Testo dato:
/---

In redazione gli alunni della 3D: Maya A. Tommaso B. Giorgia B. Diego C. Martina C. Ginevra G. Giorgio G. Yassin K. Giada L. Daniele M. Rebecca M. Gioia N. Emmanuel N. Tommaso P. Thineth P. Alessia P. Gaia Q. Giulia R.M. Nelly R. Camilla S. Niccolò S. Giuseppe V. Simone Z. 3E: Anna A. Ivan A. Giulia B. Mattia B. Rebecca B. Anna Jane D. Cristian D. Giovanni D. Liam D.M. Giulia G. Massimiliano G. Beatrice L. Lorenzo L. Mathilda L. Montanari S. Raffaella N. Matilde P. Alessandro R. Elena S. Lorenzo T. Sara U. Tommaso V. Professoresse Gironi M. e Martinelli F.
Com’era composta la vostra famiglia e quali erano i ruoli? «Molte di noi provengono da famiglie patriarcali, che contenevano più nuclei familiari. Gli uomini lavoravano e mantenevano la famiglia, noi donne ci occupavamo dei bambini, degli anziani e delle faccende domestiche.

\---

Consegna 1:
In base al testo dato, elenca le cose di cui si occupavano le donne in famiglia.
Consegna 2:
Riscrivi il passo del testo dato, tutto da "Com’era composta la" fino a "delle faccende domestiche.", sostituendo "bambini" con "figli".

Dati di origine:

/---

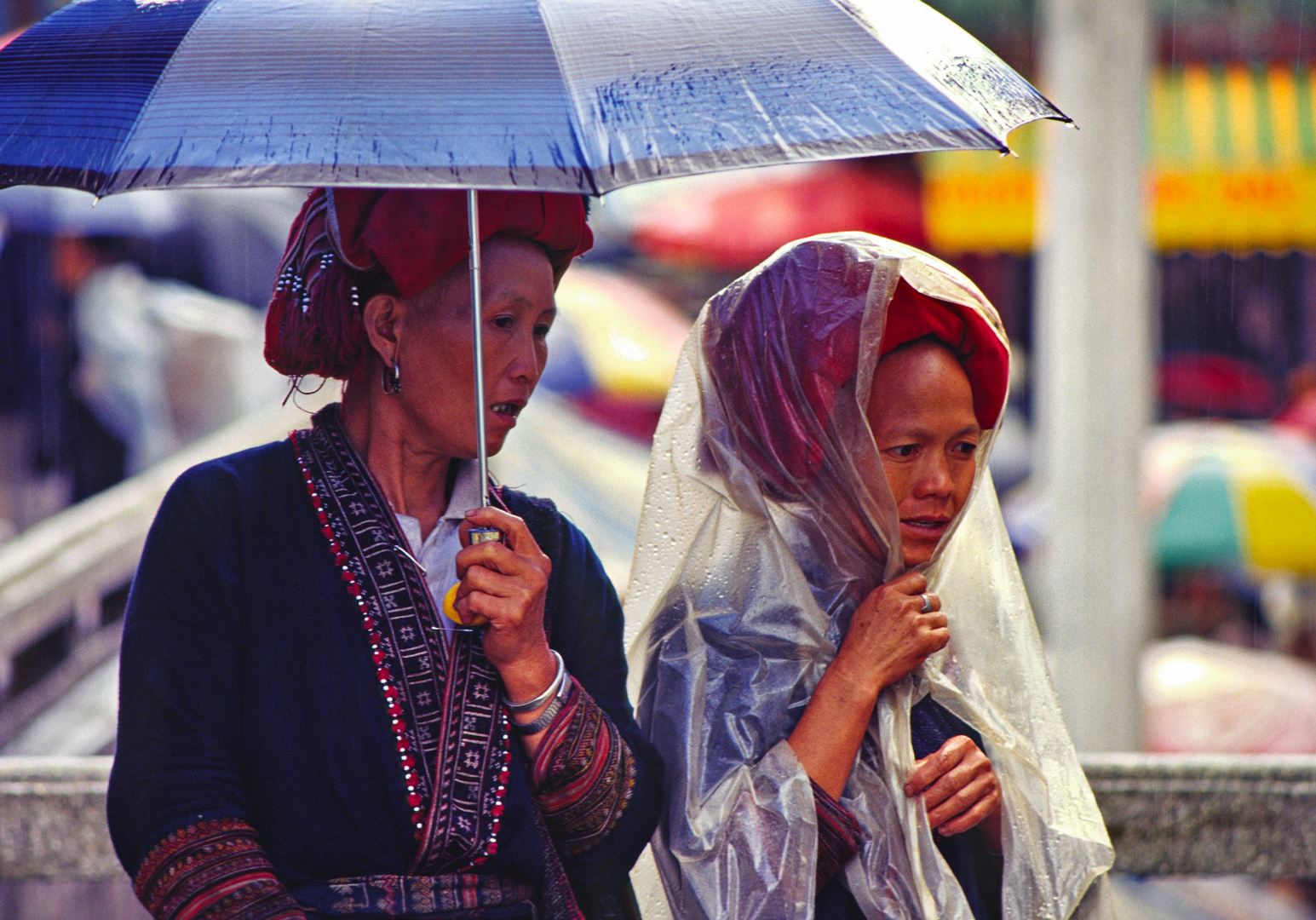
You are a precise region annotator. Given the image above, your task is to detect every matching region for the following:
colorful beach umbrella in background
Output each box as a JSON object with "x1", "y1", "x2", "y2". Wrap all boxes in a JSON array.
[
  {"x1": 1142, "y1": 423, "x2": 1316, "y2": 575},
  {"x1": 539, "y1": 266, "x2": 691, "y2": 440}
]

\---

Risultato dell'esercizio 1:
- i bambini
- gli anziani
- le faccende domestiche

Risultato dell'esercizio 2:
Com’era composta la vostra famiglia e quali erano i ruoli? «Molte di noi provengono da famiglie patriarcali, che contenevano più nuclei familiari. Gli uomini lavoravano e mantenevano la famiglia, noi donne ci occupavamo dei figli, degli anziani e delle faccende domestiche.